[Opening Dataset content section]

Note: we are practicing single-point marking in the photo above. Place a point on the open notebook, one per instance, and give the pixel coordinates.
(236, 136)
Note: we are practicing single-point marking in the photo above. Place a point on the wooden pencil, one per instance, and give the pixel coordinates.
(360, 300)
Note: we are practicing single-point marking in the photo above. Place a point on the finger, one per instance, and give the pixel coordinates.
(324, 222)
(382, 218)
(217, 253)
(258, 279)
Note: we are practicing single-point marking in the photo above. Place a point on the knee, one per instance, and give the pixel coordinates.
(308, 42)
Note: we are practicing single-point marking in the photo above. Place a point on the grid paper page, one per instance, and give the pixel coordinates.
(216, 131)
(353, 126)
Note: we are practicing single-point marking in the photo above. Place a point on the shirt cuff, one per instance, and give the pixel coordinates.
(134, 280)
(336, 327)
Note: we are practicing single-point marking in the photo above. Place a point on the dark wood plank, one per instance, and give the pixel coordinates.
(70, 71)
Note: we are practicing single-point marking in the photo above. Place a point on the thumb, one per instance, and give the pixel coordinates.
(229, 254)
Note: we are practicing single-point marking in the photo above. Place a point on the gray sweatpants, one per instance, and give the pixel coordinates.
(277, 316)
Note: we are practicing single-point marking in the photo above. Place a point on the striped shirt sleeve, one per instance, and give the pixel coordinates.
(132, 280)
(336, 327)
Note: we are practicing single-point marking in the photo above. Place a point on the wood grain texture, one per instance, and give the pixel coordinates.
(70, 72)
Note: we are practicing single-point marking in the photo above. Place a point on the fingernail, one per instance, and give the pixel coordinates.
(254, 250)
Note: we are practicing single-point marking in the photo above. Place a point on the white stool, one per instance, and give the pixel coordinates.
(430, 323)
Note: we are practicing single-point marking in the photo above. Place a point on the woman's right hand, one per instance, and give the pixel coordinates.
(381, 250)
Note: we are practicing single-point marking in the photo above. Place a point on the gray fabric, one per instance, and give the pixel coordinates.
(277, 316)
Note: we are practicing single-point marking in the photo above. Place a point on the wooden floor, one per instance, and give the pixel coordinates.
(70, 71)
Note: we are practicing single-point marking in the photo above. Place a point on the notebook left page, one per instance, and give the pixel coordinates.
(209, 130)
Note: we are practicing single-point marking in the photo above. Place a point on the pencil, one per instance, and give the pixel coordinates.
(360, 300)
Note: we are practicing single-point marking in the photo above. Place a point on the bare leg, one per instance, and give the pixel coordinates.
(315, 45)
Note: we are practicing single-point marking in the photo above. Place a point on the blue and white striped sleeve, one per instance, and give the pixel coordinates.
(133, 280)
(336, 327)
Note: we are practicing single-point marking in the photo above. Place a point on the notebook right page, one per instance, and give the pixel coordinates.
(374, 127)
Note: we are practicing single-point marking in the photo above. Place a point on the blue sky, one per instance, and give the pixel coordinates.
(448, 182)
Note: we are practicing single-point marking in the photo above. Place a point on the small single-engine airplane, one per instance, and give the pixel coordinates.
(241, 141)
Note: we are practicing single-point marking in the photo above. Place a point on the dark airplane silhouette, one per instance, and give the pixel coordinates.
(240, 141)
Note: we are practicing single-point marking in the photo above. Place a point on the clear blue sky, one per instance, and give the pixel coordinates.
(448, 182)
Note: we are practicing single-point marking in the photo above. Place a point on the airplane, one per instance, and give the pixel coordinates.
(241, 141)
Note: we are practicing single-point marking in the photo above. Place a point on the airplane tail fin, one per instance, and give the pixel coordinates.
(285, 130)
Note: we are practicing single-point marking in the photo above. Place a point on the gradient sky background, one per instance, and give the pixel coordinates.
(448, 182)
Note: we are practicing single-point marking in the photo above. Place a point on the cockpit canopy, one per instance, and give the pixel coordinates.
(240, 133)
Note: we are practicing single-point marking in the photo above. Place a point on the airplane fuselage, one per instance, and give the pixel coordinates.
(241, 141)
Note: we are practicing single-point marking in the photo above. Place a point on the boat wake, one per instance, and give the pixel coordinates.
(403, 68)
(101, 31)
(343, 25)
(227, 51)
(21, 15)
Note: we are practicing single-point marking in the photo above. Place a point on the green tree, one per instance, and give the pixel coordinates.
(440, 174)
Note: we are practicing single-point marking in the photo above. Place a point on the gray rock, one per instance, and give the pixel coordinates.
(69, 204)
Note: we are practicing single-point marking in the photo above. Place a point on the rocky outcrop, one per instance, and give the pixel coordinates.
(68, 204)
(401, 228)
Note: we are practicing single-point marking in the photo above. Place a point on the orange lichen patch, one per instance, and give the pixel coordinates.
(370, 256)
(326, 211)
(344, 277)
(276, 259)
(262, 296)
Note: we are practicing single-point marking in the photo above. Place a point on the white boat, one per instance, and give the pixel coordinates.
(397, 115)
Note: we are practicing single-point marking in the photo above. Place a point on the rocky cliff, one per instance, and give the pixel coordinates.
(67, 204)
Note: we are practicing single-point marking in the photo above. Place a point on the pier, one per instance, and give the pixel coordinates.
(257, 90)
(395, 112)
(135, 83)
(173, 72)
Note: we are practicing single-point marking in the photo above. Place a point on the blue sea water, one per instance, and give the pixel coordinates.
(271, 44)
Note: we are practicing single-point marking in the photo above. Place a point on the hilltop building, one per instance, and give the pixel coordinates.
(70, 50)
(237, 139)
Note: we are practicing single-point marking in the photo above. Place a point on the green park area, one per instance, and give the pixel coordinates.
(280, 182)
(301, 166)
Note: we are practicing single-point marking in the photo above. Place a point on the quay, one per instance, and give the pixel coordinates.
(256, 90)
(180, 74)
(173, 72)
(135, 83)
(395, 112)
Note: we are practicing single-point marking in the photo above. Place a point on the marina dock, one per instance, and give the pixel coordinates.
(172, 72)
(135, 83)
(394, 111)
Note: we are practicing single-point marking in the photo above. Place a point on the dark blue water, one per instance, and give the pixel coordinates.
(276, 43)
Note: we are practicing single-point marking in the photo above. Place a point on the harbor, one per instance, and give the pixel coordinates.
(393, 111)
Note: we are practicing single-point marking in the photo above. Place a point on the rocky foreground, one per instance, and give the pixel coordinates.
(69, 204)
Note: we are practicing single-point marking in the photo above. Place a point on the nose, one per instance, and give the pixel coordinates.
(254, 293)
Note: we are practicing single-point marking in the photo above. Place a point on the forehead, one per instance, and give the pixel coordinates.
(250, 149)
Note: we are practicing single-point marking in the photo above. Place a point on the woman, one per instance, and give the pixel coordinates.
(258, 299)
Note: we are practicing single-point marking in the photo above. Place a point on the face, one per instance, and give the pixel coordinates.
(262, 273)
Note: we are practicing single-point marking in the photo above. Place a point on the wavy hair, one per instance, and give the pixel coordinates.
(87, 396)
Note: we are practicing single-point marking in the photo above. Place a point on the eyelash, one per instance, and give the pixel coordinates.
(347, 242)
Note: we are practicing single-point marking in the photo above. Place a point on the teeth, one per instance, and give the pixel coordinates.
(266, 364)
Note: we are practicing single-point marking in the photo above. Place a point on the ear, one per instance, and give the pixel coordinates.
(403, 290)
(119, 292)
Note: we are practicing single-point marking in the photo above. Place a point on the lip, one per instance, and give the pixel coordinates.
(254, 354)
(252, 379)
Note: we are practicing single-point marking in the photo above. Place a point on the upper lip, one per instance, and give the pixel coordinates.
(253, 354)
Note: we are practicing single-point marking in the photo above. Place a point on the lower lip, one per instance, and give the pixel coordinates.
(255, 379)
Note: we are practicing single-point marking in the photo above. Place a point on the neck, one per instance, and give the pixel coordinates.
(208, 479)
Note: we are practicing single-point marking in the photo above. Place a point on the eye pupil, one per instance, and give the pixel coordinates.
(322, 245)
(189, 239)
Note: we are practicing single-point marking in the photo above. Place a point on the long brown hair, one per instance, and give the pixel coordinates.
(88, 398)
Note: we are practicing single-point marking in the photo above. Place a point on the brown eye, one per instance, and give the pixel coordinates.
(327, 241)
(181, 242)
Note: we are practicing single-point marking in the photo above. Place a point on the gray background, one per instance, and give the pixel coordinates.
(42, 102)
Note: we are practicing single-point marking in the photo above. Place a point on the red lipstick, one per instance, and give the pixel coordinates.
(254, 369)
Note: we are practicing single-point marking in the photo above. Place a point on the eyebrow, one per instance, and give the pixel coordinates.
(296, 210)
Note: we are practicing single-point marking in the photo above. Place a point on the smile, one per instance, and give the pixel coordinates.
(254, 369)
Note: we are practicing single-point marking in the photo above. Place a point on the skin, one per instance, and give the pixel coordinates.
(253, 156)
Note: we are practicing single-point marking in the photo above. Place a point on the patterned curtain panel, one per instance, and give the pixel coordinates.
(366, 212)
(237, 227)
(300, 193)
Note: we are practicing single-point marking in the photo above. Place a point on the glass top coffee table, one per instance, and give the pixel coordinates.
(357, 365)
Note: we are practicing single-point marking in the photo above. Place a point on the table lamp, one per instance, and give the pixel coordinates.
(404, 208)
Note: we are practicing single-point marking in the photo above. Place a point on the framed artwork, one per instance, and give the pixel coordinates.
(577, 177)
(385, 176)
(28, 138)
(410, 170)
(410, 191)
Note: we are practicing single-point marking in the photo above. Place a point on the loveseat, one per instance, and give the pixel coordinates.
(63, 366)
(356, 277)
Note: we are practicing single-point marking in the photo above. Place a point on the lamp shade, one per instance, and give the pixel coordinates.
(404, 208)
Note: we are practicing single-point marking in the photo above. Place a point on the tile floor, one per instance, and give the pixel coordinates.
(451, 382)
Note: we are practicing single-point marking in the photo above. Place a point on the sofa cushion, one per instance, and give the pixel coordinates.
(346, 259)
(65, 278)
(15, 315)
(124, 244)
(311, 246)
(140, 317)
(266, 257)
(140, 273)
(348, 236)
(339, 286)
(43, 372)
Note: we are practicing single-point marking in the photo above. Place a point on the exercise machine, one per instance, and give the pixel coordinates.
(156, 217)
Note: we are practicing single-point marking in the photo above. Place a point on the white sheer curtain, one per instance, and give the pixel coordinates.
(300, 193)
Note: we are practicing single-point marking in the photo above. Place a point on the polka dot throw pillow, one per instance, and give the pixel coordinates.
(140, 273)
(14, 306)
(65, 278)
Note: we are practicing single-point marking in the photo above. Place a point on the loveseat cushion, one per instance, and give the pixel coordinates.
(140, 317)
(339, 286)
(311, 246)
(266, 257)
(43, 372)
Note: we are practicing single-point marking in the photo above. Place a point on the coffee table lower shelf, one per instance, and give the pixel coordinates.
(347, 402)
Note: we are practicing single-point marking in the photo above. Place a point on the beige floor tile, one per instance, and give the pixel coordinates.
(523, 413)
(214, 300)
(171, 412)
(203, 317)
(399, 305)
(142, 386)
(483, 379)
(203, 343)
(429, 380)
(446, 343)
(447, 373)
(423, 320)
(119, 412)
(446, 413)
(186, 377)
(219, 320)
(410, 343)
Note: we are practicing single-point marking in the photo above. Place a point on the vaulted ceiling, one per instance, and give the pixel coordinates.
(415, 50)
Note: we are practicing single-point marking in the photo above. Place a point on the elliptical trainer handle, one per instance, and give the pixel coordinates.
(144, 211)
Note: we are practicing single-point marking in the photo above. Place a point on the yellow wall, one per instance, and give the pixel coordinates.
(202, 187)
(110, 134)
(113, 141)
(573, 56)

[Closing Dataset content section]

• [Goal of the exercise]:
With the line containing "on the elliptical" as the start and the last line of the entries as the end, print that whole span exactly.

• [Written reply]:
Note: we are practicing single-point marking in the photo above. Place a point on the elliptical trainer handle, one per instance, and give the pixel coordinates.
(144, 211)
Note: we are practicing single-point marking in the photo above. Place a point on the yellow wall, one per instance, and give the pixel coordinates.
(202, 187)
(110, 134)
(113, 141)
(573, 56)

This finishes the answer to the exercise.